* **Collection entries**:
● ● ● ● ● ● ●

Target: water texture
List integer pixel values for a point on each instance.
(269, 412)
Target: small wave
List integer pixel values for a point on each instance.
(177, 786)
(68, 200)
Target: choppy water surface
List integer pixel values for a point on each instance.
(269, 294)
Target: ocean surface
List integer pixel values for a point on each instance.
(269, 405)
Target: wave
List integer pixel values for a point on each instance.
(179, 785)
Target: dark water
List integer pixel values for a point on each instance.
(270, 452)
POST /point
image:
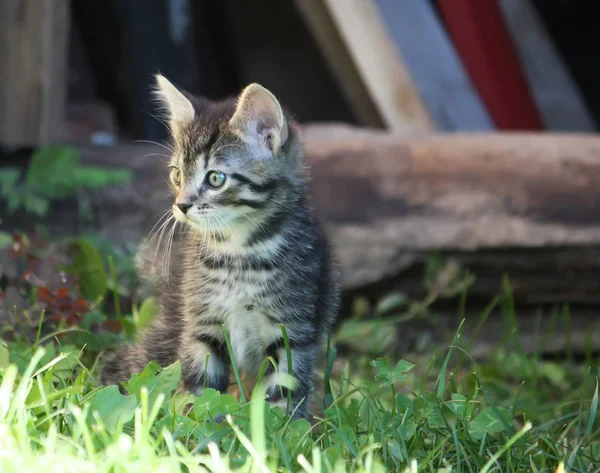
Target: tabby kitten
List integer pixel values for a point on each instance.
(253, 255)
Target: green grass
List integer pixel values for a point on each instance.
(435, 410)
(391, 417)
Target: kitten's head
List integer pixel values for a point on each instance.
(235, 162)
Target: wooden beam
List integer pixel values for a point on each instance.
(555, 92)
(435, 66)
(366, 64)
(33, 58)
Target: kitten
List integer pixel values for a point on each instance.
(253, 254)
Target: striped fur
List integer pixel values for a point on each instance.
(250, 256)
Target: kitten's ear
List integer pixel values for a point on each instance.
(260, 121)
(178, 107)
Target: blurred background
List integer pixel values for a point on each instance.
(453, 147)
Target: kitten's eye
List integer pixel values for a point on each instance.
(176, 176)
(215, 179)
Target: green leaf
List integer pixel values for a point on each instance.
(51, 170)
(5, 239)
(8, 180)
(88, 267)
(35, 204)
(384, 373)
(113, 408)
(156, 380)
(488, 422)
(211, 403)
(96, 178)
(4, 355)
(402, 367)
(391, 302)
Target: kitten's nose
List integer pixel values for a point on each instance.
(184, 206)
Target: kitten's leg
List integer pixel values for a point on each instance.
(196, 349)
(303, 359)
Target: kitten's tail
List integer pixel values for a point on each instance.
(120, 366)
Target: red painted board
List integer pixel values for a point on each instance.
(483, 42)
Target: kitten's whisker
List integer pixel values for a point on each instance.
(155, 154)
(162, 231)
(230, 145)
(169, 249)
(152, 235)
(168, 148)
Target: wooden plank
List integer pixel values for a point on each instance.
(366, 63)
(33, 55)
(554, 90)
(432, 61)
(482, 40)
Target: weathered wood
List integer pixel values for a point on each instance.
(367, 65)
(33, 58)
(432, 61)
(555, 92)
(525, 204)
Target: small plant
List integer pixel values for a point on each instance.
(54, 173)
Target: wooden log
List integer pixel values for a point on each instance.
(33, 55)
(525, 204)
(366, 63)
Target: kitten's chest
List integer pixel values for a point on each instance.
(252, 325)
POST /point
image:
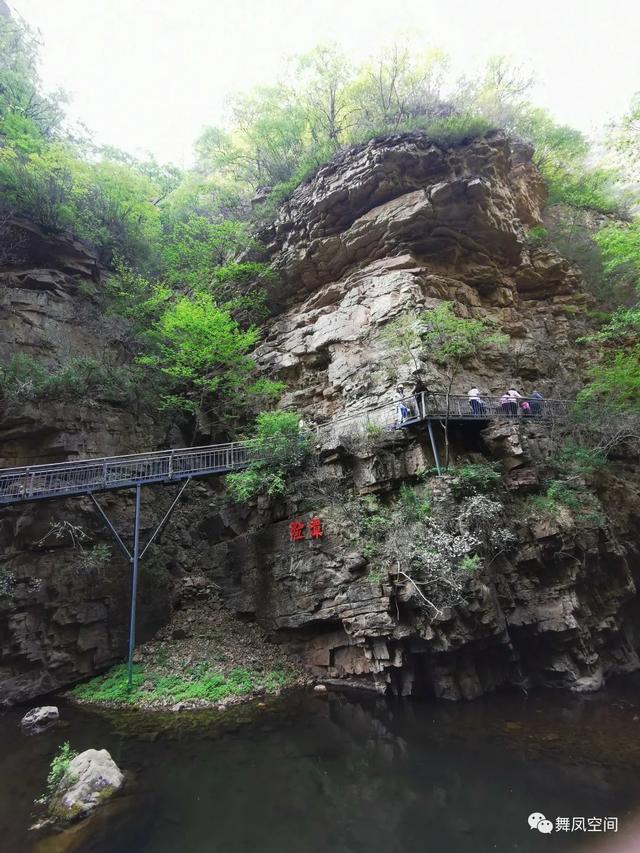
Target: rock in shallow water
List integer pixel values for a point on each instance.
(38, 719)
(90, 779)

● ● ● ● ● ● ●

* **Required task**:
Please output every line of the listing above as a JSON list of strings, one string per line, with blank lines skipped and the pictures left out.

* **Exercise answer**:
[
  "Target: water texture",
  "List integer pixel values for a point on each instance.",
  "(269, 412)",
  "Target: small wave",
  "List integer pixel values for a point on each instance.",
  "(177, 786)",
  "(68, 200)",
  "Target: choppy water surface",
  "List integer pixel values for a point on each instance.",
  "(269, 294)",
  "Target: ocean surface",
  "List integer pixel values for a point on each instance.",
  "(269, 405)",
  "Target: wave",
  "List integer pixel values for a point on each instance.",
  "(179, 785)",
  "Target: dark water",
  "List integer pixel values for a point on each instance.",
  "(270, 452)",
  "POST /point",
  "image:",
  "Target: tabby kitten",
  "List integer pixel values for a point on each instance.",
  "(253, 255)",
  "Target: green grass",
  "List integer pixel values for a point on each instance.",
  "(435, 410)",
  "(391, 417)",
  "Target: kitten's head",
  "List integer pixel values for a point on each instance.",
  "(235, 162)",
  "Target: wooden beam",
  "List integer pixel values for a point on each instance.",
  "(555, 92)",
  "(435, 66)",
  "(366, 64)",
  "(33, 58)",
  "Target: kitten",
  "List integer pixel values for a point on each instance.",
  "(253, 254)",
  "Target: striped fur",
  "List integer pixel values for a point on each instance.",
  "(250, 256)",
  "Target: kitten's ear",
  "List integer pixel values for a point on each instance.",
  "(260, 121)",
  "(178, 107)",
  "Target: blurred background",
  "List integer pixel values for a point on each instance.",
  "(453, 147)",
  "Target: kitten's eye",
  "List integer pixel values for a point on each instance.",
  "(176, 176)",
  "(215, 179)",
  "Target: green leaf",
  "List integer pixel values for a point on each instance.",
  "(51, 170)",
  "(5, 239)",
  "(8, 180)",
  "(88, 267)",
  "(35, 204)",
  "(384, 373)",
  "(113, 408)",
  "(156, 380)",
  "(488, 422)",
  "(211, 403)",
  "(96, 178)",
  "(4, 355)",
  "(402, 367)",
  "(391, 302)",
  "Target: kitten's nose",
  "List integer pixel values for a point on each instance.",
  "(184, 206)",
  "Target: kitten's leg",
  "List integer pixel values for a point on each instance.",
  "(196, 349)",
  "(303, 359)",
  "Target: kitten's tail",
  "List integer pixel values for a point on each instance.",
  "(120, 366)",
  "Target: red painted board",
  "List integer pixel values for a point on each instance.",
  "(483, 42)",
  "Target: kitten's whisker",
  "List integer pixel values for a point on each instance.",
  "(155, 154)",
  "(162, 231)",
  "(230, 145)",
  "(169, 249)",
  "(152, 235)",
  "(168, 148)",
  "Target: wooden plank",
  "List integer pixel values for a point on each instance.",
  "(366, 63)",
  "(33, 55)",
  "(554, 90)",
  "(432, 61)",
  "(482, 40)",
  "Target: weathered wood",
  "List integer pixel values for a point on each instance.",
  "(367, 65)",
  "(33, 58)",
  "(432, 61)",
  "(555, 92)",
  "(525, 204)",
  "Target: small plant",
  "List integer pixel values for a point on each instance.",
  "(54, 173)",
  "Target: wooden log",
  "List integer pixel values for a point on each instance.",
  "(33, 55)",
  "(525, 204)",
  "(366, 63)",
  "Target: kitten's chest",
  "List integer pixel values for a point on each instance.",
  "(252, 325)",
  "POST /point",
  "image:",
  "Target: rock in shallow water",
  "List integer pixel values for a point on each instance.",
  "(38, 719)",
  "(90, 779)"
]